--- Listed entries Enclosed Below ---

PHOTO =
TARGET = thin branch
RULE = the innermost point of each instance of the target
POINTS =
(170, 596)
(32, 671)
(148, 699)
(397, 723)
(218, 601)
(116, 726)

--- End of Enclosed Listed entries ---

Could you repeat every record above exactly as it stands?

PHOTO =
TARGET = thin branch
RULE = the innermost point of each instance of the target
POINTS =
(170, 596)
(32, 671)
(148, 699)
(397, 723)
(218, 601)
(116, 726)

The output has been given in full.